• AIM 1:
Pick out every line in the rows below that contains the string "opening", treating uppercase and lowercase as different.

• EXCERPTED PASSAGE:
◆ ◆ ◆ ◆

Prizes: First place, $200 in Barnes and Noble gift certificates;
second place, $100; third place, $50 to be split equally between
the team members. Participation prize was the book: “Boston's
Secret Spaces” for everyone who completed the race.
The winners of this first-ever Core Amazing
Race were Katie Murray and Lester Black of Team Petrarch (pictured
at right with Prof. Hamill, Prof. Wylie, and Prof. Eckel).
Congratulations to all finishing teams!
Finishing teams
and time to complete:
- Team PETRARCH, Katie Murray and Lester
Black: 2 hours 33 minutes!

◆ ◆ ◆ ◆

• STORED RECORDS:
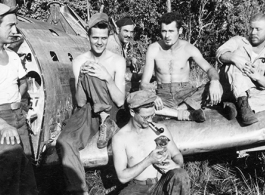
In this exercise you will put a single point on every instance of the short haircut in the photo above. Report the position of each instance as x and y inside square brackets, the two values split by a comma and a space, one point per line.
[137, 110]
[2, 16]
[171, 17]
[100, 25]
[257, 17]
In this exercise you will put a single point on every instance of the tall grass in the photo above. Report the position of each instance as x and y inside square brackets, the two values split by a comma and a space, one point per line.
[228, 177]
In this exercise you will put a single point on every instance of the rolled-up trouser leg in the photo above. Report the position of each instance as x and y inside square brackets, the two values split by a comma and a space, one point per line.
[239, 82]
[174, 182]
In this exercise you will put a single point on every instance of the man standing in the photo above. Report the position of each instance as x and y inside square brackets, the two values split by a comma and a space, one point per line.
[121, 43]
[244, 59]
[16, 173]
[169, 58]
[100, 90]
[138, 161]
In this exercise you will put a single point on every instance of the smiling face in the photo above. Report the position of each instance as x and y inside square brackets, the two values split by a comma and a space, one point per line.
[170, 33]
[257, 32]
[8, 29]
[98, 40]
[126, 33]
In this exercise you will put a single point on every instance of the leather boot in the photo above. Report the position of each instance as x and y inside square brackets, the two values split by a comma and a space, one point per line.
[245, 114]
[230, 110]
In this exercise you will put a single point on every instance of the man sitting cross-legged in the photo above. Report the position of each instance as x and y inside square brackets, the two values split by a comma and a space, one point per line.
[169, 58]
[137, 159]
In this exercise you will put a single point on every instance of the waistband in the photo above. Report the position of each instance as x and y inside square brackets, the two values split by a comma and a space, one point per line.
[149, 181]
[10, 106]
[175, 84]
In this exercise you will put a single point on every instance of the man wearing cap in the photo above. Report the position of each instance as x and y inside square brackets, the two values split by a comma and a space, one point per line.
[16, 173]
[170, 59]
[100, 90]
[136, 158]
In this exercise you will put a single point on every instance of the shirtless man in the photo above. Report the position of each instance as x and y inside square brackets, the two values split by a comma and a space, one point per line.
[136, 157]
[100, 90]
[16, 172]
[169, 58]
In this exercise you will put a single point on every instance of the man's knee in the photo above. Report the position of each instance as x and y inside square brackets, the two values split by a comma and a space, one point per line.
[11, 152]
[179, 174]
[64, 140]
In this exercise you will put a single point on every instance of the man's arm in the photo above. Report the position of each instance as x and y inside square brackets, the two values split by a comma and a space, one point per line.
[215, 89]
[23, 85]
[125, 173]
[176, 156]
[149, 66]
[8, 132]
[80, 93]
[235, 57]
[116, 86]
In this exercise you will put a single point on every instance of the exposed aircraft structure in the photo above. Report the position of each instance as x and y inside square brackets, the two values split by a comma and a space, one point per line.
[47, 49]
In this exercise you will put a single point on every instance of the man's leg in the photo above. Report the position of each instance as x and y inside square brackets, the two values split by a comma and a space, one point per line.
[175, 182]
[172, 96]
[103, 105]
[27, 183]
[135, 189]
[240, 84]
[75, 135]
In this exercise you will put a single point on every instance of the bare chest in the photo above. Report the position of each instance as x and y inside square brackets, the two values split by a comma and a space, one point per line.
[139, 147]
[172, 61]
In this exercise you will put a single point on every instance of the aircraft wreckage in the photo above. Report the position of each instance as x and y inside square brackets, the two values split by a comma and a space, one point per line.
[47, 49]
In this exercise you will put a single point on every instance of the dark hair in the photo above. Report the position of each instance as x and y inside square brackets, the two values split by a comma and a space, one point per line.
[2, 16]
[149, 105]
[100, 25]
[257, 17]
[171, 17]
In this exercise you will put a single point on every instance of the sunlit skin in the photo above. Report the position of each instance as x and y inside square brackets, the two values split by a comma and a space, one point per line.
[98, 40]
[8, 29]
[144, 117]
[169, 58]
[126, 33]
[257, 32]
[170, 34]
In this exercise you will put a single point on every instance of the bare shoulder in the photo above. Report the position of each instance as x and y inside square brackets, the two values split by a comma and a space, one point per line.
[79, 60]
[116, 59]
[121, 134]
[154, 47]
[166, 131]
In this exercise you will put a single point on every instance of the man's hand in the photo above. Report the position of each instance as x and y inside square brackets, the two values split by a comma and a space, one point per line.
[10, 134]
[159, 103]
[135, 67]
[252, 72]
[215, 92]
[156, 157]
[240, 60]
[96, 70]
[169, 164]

◆ ◆ ◆ ◆

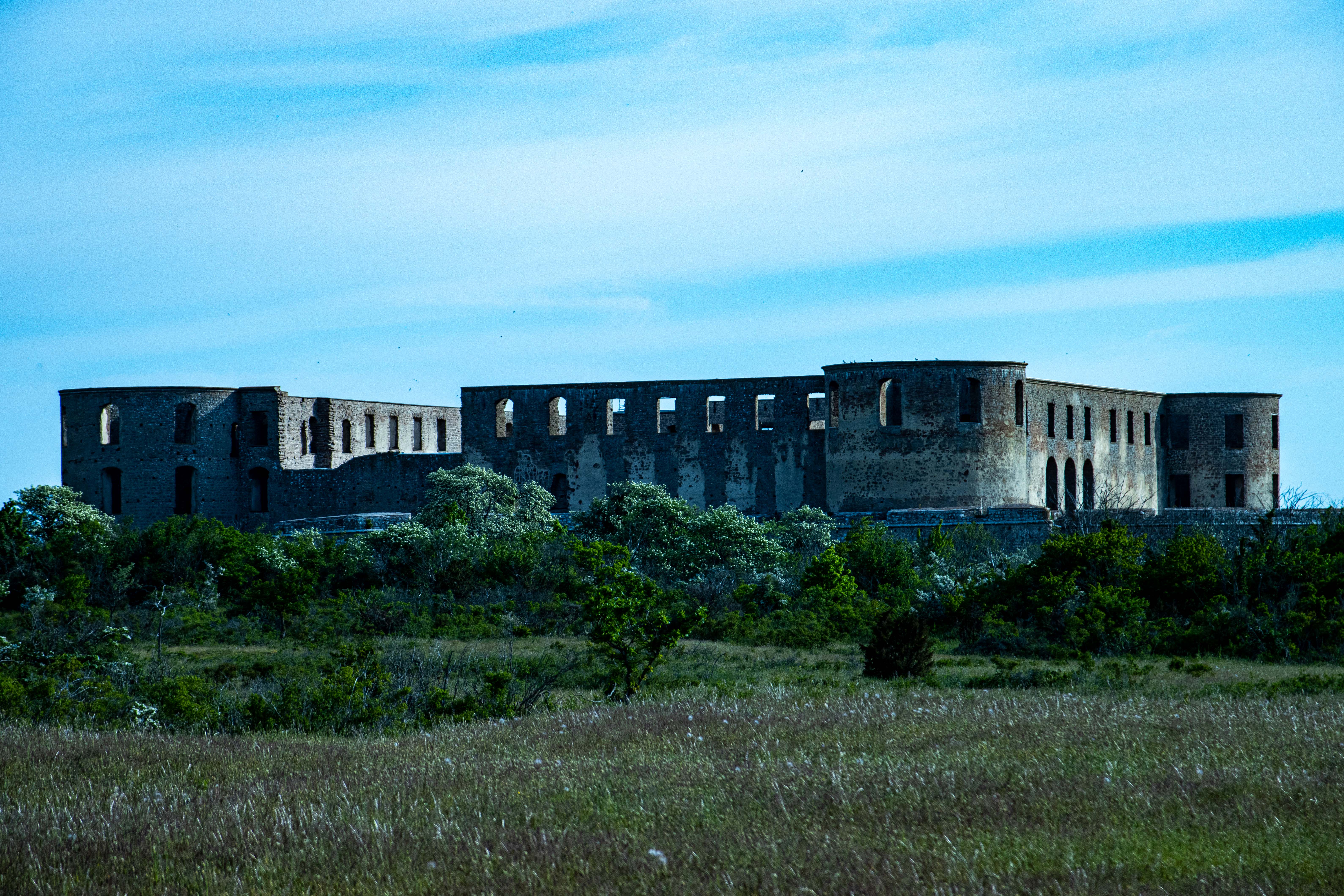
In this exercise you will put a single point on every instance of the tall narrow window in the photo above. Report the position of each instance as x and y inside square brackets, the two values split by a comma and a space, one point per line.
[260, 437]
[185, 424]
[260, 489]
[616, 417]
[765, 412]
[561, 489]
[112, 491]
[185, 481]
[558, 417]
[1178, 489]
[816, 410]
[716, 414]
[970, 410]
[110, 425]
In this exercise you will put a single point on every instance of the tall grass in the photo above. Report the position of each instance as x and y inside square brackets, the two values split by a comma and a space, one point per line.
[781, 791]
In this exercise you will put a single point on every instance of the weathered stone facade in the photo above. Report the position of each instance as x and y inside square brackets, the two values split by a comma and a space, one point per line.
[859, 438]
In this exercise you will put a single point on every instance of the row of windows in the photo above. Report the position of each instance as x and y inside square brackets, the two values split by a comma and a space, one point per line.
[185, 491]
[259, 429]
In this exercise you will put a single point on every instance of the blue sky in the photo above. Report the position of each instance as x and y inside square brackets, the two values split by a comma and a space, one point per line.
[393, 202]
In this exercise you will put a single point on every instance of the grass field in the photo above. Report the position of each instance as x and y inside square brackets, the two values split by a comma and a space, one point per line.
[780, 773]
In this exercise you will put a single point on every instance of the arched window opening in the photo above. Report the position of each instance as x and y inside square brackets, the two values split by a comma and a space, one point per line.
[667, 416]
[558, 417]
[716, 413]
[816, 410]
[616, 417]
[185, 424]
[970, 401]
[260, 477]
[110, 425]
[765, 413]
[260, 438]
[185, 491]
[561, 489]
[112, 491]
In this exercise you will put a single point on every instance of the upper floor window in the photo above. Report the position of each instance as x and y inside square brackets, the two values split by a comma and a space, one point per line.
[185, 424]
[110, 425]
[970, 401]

◆ ◆ ◆ ◆

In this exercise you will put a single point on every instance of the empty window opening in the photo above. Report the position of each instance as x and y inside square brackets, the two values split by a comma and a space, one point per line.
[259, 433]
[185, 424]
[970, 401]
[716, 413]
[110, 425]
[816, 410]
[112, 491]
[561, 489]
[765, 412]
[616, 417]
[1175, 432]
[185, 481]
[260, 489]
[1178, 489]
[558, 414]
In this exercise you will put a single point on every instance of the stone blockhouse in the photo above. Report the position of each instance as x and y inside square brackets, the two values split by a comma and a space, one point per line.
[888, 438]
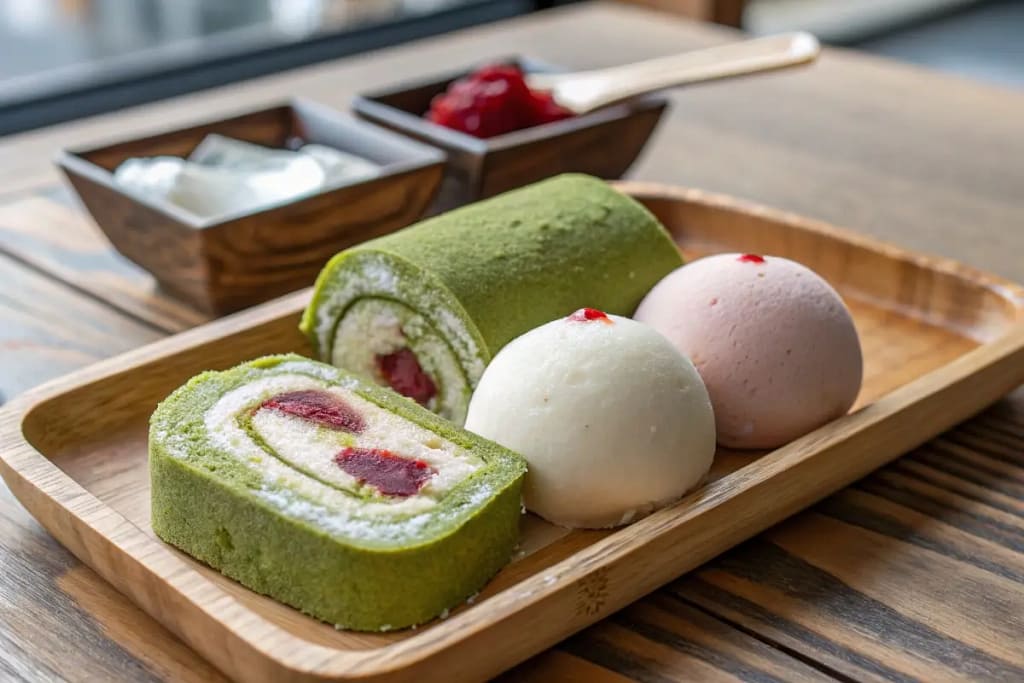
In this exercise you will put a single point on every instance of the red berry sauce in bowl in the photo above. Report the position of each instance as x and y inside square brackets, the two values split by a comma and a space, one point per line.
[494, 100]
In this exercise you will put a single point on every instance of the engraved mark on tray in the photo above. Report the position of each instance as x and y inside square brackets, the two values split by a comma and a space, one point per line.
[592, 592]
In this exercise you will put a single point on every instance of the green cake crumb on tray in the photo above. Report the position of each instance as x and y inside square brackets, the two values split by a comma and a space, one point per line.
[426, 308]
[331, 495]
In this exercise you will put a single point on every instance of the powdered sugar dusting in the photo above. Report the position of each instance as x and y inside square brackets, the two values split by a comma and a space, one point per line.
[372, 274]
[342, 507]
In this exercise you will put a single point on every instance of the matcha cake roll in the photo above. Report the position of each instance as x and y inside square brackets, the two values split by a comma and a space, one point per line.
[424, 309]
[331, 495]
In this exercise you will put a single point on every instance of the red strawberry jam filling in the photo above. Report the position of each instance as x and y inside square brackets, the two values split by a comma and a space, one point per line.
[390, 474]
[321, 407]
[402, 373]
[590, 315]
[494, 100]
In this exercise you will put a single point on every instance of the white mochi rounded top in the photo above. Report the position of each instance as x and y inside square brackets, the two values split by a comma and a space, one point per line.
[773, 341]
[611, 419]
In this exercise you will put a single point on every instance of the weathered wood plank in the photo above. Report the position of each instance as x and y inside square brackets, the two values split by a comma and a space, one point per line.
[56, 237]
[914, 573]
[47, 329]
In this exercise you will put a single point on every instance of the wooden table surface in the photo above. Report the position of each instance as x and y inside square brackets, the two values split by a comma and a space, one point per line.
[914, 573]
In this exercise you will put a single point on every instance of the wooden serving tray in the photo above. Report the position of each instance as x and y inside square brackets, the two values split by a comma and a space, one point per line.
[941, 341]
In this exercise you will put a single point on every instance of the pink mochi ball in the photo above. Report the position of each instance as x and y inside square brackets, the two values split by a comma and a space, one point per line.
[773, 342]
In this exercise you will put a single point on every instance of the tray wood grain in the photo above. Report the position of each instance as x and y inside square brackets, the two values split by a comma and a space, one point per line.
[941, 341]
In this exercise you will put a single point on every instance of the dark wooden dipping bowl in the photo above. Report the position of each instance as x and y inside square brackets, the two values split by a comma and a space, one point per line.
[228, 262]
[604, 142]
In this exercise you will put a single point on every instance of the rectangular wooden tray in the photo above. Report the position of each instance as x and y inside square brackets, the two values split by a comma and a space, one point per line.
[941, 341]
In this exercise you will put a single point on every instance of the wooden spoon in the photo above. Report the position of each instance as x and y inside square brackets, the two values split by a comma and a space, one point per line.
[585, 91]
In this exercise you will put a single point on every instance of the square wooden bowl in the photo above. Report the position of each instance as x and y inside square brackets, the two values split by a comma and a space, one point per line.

◆ ◆ ◆ ◆

• AIM 2:
Write out the race results passage from "Prizes: First place, $200" to "completed the race.".

• FINAL ANSWER 1:
In this exercise you will put a single point on every instance of the arched window opening in the photo above. Report the position of each instance as x and y inside square brackets, the two values split by a comma and a space, one point per line.
In this exercise you will put a single point on every instance of the empty window opening in the photo above. Report the position of each instance as x and y inside square brackets, the two values split by a comma and a space, one point per line.

• FINAL ANSWER 2:
Prizes: First place, $200 in Barnes and Noble gift certificates;
second place, $100; third place, $50 to be split equally between
the team members. Participation prize was the book: “Boston's
Secret Spaces” for everyone who completed the race.